### RECORD LIST

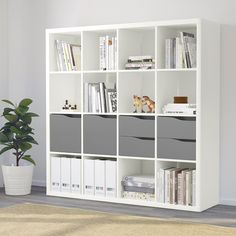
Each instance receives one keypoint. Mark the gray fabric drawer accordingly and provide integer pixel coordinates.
(176, 149)
(176, 127)
(136, 146)
(100, 134)
(137, 126)
(65, 133)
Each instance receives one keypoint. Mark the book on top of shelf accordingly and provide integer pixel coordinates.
(99, 99)
(107, 52)
(68, 56)
(180, 52)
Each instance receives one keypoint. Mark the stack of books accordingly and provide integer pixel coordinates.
(99, 99)
(139, 187)
(180, 52)
(140, 63)
(108, 52)
(180, 108)
(176, 186)
(68, 56)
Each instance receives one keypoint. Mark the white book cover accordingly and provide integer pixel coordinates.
(110, 182)
(107, 52)
(56, 173)
(99, 177)
(65, 174)
(76, 175)
(189, 188)
(86, 97)
(194, 187)
(89, 177)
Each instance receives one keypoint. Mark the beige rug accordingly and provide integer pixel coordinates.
(44, 220)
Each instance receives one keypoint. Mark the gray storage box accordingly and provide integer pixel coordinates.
(65, 135)
(100, 134)
(136, 146)
(176, 149)
(176, 127)
(137, 126)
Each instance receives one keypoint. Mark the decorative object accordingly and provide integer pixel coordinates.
(138, 104)
(17, 135)
(150, 104)
(68, 106)
(180, 99)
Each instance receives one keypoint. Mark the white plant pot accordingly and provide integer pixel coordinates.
(17, 179)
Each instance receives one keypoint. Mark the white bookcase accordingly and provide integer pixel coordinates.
(71, 134)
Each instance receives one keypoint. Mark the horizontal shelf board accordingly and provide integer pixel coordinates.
(65, 153)
(64, 72)
(134, 71)
(136, 114)
(176, 160)
(122, 200)
(103, 114)
(98, 155)
(184, 115)
(176, 70)
(65, 112)
(137, 158)
(99, 71)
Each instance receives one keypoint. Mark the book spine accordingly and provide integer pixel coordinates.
(194, 187)
(86, 96)
(180, 189)
(107, 52)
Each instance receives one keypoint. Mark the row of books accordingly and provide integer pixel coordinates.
(140, 63)
(180, 52)
(108, 52)
(99, 99)
(68, 56)
(176, 186)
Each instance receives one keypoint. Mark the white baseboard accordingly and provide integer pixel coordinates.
(40, 183)
(228, 201)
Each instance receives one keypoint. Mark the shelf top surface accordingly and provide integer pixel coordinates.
(171, 23)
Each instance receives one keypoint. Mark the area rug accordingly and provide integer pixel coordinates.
(45, 220)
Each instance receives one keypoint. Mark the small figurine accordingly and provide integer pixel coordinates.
(150, 104)
(138, 104)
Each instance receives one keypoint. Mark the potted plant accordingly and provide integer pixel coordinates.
(17, 135)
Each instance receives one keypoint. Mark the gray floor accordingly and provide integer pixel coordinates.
(219, 215)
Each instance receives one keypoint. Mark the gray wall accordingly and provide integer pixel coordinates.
(3, 62)
(28, 19)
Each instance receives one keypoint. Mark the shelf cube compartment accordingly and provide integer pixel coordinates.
(137, 179)
(135, 84)
(170, 32)
(176, 183)
(92, 55)
(136, 42)
(171, 84)
(100, 134)
(62, 88)
(61, 47)
(65, 133)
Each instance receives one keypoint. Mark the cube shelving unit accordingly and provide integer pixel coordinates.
(135, 140)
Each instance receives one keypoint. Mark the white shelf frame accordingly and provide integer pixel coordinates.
(203, 200)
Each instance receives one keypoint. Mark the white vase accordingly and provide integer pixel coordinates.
(17, 179)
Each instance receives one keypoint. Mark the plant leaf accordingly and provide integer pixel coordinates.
(9, 102)
(11, 118)
(28, 158)
(5, 149)
(25, 102)
(25, 146)
(3, 138)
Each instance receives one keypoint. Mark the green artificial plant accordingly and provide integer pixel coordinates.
(17, 133)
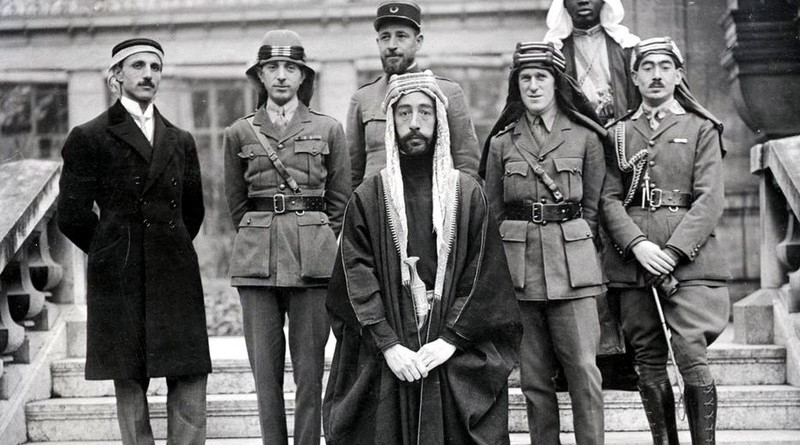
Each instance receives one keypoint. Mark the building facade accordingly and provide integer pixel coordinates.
(54, 55)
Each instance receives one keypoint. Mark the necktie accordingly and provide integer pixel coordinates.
(539, 131)
(654, 118)
(280, 119)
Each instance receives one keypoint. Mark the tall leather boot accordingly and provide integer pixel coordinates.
(659, 406)
(701, 411)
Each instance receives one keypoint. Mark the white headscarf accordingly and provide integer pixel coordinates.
(445, 176)
(559, 23)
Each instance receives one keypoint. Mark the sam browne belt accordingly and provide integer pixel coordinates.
(540, 213)
(281, 203)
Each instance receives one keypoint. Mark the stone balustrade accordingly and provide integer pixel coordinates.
(32, 256)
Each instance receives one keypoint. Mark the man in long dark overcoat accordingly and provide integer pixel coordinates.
(146, 316)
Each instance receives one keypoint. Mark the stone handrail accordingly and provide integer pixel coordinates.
(777, 163)
(29, 276)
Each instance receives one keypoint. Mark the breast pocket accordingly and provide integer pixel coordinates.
(259, 168)
(251, 247)
(317, 245)
(570, 177)
(311, 153)
(516, 184)
(583, 263)
(513, 234)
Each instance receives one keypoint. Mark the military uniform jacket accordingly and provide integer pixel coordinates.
(366, 129)
(626, 94)
(553, 260)
(145, 311)
(292, 249)
(684, 154)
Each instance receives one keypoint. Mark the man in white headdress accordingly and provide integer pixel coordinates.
(421, 300)
(598, 49)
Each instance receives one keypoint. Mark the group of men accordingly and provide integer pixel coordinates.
(385, 234)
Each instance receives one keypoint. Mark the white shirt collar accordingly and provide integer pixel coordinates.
(288, 108)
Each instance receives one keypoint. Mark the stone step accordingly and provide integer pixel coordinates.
(773, 407)
(731, 364)
(732, 437)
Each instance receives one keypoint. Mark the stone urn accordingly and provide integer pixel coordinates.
(762, 57)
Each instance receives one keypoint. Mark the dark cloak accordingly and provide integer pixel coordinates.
(465, 400)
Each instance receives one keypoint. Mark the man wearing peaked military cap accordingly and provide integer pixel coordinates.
(287, 178)
(544, 171)
(146, 316)
(663, 198)
(399, 28)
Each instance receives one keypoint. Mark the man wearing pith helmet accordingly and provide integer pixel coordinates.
(663, 198)
(399, 37)
(287, 178)
(146, 316)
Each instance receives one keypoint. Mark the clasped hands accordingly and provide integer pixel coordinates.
(410, 366)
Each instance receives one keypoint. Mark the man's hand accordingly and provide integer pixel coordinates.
(404, 363)
(435, 353)
(653, 258)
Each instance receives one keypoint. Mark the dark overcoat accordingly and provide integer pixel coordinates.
(146, 316)
(366, 129)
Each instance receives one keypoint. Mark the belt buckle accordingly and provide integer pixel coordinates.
(656, 198)
(537, 208)
(279, 203)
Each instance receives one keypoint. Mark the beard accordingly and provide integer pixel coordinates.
(414, 144)
(395, 66)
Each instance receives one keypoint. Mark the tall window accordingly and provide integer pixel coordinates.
(215, 105)
(485, 89)
(33, 120)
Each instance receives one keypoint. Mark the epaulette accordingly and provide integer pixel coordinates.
(507, 128)
(627, 115)
(370, 82)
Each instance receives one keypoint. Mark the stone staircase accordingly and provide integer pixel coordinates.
(756, 406)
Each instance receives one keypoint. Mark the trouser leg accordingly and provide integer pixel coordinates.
(537, 374)
(263, 320)
(575, 330)
(308, 333)
(186, 409)
(132, 412)
(642, 327)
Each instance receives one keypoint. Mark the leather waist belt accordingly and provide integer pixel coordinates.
(281, 203)
(661, 198)
(540, 213)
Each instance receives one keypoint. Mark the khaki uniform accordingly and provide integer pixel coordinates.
(366, 129)
(292, 248)
(555, 269)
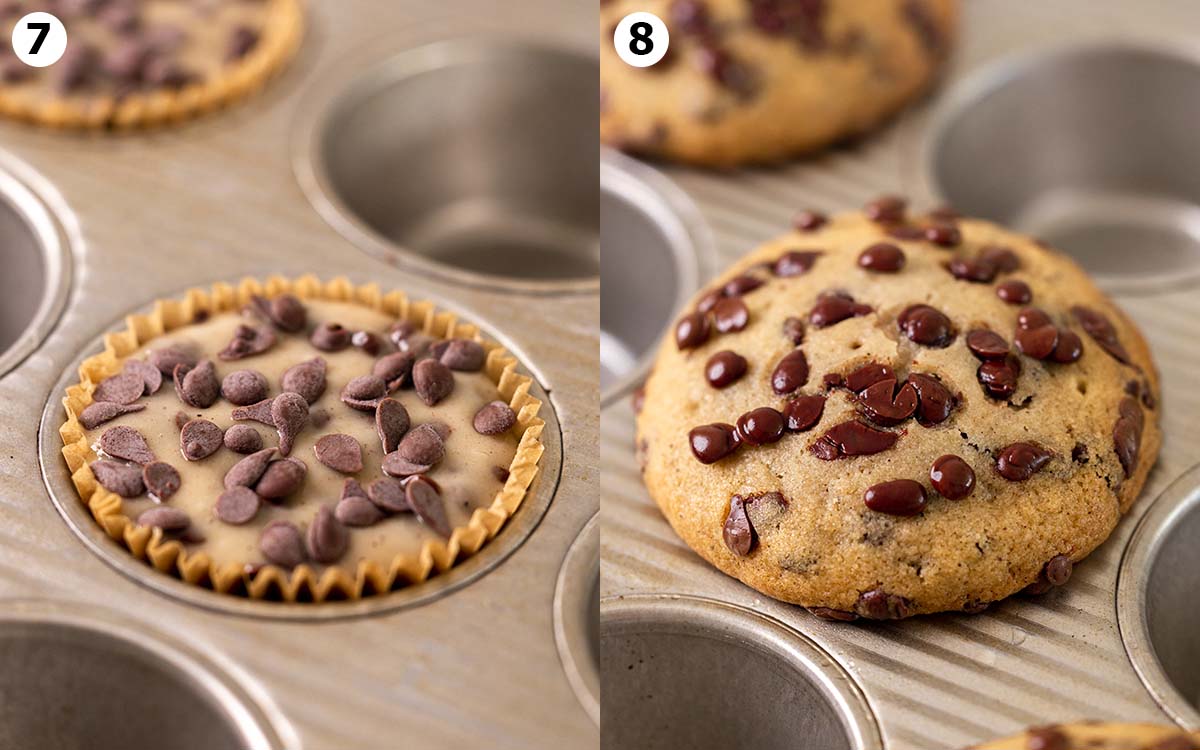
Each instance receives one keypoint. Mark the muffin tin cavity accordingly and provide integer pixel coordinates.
(83, 678)
(1089, 148)
(1157, 589)
(577, 617)
(683, 672)
(37, 275)
(474, 160)
(657, 251)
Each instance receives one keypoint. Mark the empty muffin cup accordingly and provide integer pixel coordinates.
(1157, 588)
(657, 252)
(37, 273)
(471, 159)
(684, 672)
(1091, 149)
(75, 677)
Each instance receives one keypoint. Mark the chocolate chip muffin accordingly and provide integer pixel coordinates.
(138, 63)
(1098, 736)
(301, 441)
(761, 81)
(881, 415)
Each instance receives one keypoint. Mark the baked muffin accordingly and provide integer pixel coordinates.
(299, 439)
(761, 81)
(1098, 736)
(880, 417)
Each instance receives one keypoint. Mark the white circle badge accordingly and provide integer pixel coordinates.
(39, 40)
(641, 39)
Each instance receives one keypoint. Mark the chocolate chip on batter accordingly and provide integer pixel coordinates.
(238, 505)
(244, 387)
(330, 337)
(124, 479)
(123, 388)
(833, 307)
(882, 258)
(852, 438)
(166, 519)
(711, 443)
(1021, 460)
(197, 387)
(432, 381)
(791, 373)
(1014, 292)
(340, 453)
(927, 325)
(795, 263)
(199, 438)
(281, 544)
(899, 497)
(281, 479)
(101, 412)
(952, 477)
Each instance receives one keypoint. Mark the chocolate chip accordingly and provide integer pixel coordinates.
(691, 330)
(330, 337)
(883, 403)
(803, 412)
(899, 497)
(123, 479)
(388, 493)
(199, 438)
(927, 325)
(244, 387)
(833, 307)
(258, 412)
(243, 439)
(237, 505)
(328, 539)
(731, 315)
(281, 479)
(935, 401)
(791, 373)
(124, 388)
(247, 341)
(432, 381)
(711, 443)
(426, 503)
(124, 442)
(809, 221)
(101, 412)
(1014, 292)
(197, 387)
(1020, 461)
(882, 257)
(423, 445)
(724, 369)
(952, 477)
(281, 544)
(886, 209)
(249, 471)
(795, 263)
(987, 345)
(852, 438)
(289, 412)
(166, 519)
(738, 533)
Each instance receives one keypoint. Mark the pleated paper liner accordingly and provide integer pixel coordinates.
(279, 41)
(304, 582)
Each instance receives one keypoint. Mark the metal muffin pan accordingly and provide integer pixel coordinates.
(425, 159)
(952, 681)
(472, 659)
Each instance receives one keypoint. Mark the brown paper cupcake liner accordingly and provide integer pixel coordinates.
(304, 582)
(280, 39)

### PROBLEM TO WORK ON
Rewrite the items from the line containing "chip accordingly and provide integer pixel coordinates." through the end of the items, substituting "point" for "keypoint" and leaving everything else unchanged.

### ANSWER BELOW
Each instance receives one point. Mark the chocolate chip accordingly and provide integer pixel coordinates.
(691, 330)
(330, 337)
(883, 403)
(803, 412)
(899, 497)
(123, 479)
(388, 493)
(199, 438)
(927, 325)
(244, 387)
(833, 307)
(258, 412)
(243, 439)
(237, 505)
(328, 539)
(731, 315)
(281, 479)
(935, 401)
(791, 373)
(124, 388)
(247, 341)
(432, 381)
(711, 443)
(426, 503)
(124, 442)
(809, 221)
(101, 412)
(1014, 292)
(197, 387)
(1020, 461)
(882, 257)
(423, 445)
(724, 369)
(952, 477)
(281, 544)
(886, 209)
(249, 471)
(795, 263)
(987, 345)
(852, 438)
(289, 412)
(166, 519)
(738, 533)
Each instance receives one point. Mark the pleated paper liner accordingly and provide integer pixel coordinates.
(279, 41)
(304, 582)
Each instance receives one point. Mark the metal muffin pan accordingly and provide integer pixel coordinates.
(425, 159)
(952, 681)
(472, 659)
Each instance receives one point. Mark the brown paper cupcake liner accordingly and provide integer pixel coordinates.
(304, 582)
(280, 39)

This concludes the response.